* **Task details**
Here you must reproduce each line of the data exactly.

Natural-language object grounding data
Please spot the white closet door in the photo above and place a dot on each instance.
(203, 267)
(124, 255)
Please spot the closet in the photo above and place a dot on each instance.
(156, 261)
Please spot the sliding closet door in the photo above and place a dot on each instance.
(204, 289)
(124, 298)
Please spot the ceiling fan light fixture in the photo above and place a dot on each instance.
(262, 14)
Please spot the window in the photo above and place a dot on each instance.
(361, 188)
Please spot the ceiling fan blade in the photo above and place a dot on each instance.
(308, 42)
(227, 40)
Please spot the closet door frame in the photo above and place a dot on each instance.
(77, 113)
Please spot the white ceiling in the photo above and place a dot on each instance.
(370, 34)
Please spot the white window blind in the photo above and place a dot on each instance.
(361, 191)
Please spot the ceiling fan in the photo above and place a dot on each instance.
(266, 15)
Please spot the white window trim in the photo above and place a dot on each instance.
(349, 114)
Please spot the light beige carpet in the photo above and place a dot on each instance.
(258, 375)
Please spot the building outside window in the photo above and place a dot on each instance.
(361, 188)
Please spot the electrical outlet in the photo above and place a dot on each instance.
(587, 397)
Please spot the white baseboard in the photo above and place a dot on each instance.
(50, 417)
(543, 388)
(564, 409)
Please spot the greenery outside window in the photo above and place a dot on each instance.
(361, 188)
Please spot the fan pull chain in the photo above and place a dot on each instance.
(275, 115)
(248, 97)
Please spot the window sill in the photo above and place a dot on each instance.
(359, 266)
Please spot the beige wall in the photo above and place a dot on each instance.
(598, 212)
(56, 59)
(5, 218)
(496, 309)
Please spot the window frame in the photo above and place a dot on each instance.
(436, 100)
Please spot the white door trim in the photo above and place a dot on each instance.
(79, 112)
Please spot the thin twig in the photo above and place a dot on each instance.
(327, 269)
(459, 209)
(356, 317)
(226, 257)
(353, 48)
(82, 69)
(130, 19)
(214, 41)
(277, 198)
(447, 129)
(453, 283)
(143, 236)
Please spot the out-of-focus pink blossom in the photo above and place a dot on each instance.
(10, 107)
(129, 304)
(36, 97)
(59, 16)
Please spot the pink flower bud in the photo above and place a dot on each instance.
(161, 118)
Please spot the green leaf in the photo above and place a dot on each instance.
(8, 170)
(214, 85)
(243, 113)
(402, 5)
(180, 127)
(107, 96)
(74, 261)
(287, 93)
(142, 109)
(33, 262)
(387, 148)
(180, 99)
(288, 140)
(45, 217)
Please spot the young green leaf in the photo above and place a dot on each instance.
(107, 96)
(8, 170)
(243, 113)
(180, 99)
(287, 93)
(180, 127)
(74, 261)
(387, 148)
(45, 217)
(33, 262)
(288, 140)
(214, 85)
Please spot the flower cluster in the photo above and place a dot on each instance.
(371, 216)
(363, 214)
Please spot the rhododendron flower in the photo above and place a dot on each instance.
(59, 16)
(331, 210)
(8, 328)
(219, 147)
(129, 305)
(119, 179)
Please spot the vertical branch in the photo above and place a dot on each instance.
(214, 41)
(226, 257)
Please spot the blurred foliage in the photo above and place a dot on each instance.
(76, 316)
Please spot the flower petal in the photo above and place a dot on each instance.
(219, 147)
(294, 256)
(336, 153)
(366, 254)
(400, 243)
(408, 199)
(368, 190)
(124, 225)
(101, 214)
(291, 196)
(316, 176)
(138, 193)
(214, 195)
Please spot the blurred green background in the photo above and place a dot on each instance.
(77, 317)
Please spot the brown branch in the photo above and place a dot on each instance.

* **Written response**
Please spot the white closet door in the photo above and place a dot on each instance.
(203, 267)
(124, 255)
Please spot the closet in the photo above and place a dot on each instance.
(156, 261)
Please spot the sliding closet door in the photo above and place a dot on each instance.
(204, 289)
(124, 298)
Please spot the ceiling fan light fixture in the photo above and place a dot on each instance.
(262, 14)
Please spot the window in the photo above and place a dot on each instance.
(361, 188)
Please spot the ceiling fan blade in the photo above and place a dot on each instance.
(308, 42)
(227, 40)
Please spot the closet door frame in the photo above and place a dot on each instance.
(77, 113)
Please spot the white ceiling in the photo above and place a dot on each instance.
(370, 34)
Please spot the white window blind in the photo above and place a dot on each instance.
(361, 191)
Please spot the ceiling fan in the photo above and place a dot on each instance.
(266, 15)
Please spot the white window trim in the photo above and place a dot on each instance.
(349, 114)
Please spot the light beige carpet in the photo above and place a dot on each instance.
(258, 375)
Please spot the building outside window in the photo above and place a dot on each instance.
(361, 188)
Please spot the electrical outlet in the photo above and place a dot on each instance.
(587, 397)
Please spot the white baseboard in the photo above and place a dot on each instance.
(50, 417)
(543, 388)
(564, 409)
Please spot the greenery outside window in the photo above and place a dot on each instance.
(361, 188)
Please spot the fan pull chain in the photo above and place a dot on each instance.
(275, 115)
(248, 97)
Please spot the window sill in the photo above and place a dot on each instance.
(359, 266)
Please spot the beige wall in the photo above and place a dot on each instance.
(598, 212)
(56, 59)
(5, 218)
(496, 309)
Please spot the window frame in the photo above and place a dot on each instance.
(436, 100)
Please spot the white door trim in the photo above and place a dot on each instance.
(79, 112)
Please spot the thin twig in the photo above and place a dot on each instance.
(327, 269)
(459, 209)
(356, 317)
(226, 257)
(353, 48)
(82, 69)
(130, 19)
(214, 41)
(277, 198)
(447, 129)
(453, 283)
(143, 236)
Please spot the out-of-focus pink blossom in the photo above and place a dot on each instance.
(10, 107)
(129, 304)
(36, 97)
(59, 16)
Please spot the pink flower bud in the photo above and place a dot on each instance.
(161, 118)
Please spot the green leaf in the photo above and place a dot on each instance.
(8, 170)
(214, 85)
(243, 113)
(402, 5)
(180, 127)
(107, 96)
(74, 261)
(287, 93)
(142, 109)
(33, 262)
(387, 148)
(180, 99)
(288, 140)
(45, 217)
Please spot the young green leaf in the photo above and place a dot on each instance.
(107, 96)
(8, 170)
(243, 113)
(180, 99)
(287, 93)
(180, 127)
(74, 261)
(387, 148)
(45, 217)
(33, 262)
(288, 140)
(214, 85)
Please spot the flower cluster in the photo above and place a dot on each instance.
(371, 216)
(363, 214)
Please spot the rhododendron flower in the photo above and place a dot on each instance.
(59, 16)
(331, 210)
(8, 328)
(219, 147)
(129, 305)
(119, 179)
Please spot the vertical branch in the photo above and place a dot on each instance.
(214, 41)
(226, 257)
Please spot the blurred foliage in the photo above and place a dot on each instance.
(76, 316)
Please spot the flower petal in the photo above and place a dot on each instance.
(219, 147)
(294, 256)
(336, 153)
(366, 254)
(400, 243)
(408, 199)
(368, 190)
(124, 225)
(101, 214)
(291, 196)
(316, 176)
(138, 193)
(214, 195)
Please spot the blurred green background in the photo above and place a dot on each instance.
(77, 317)
Please spot the brown branch in the photo above and place a dot on each instance.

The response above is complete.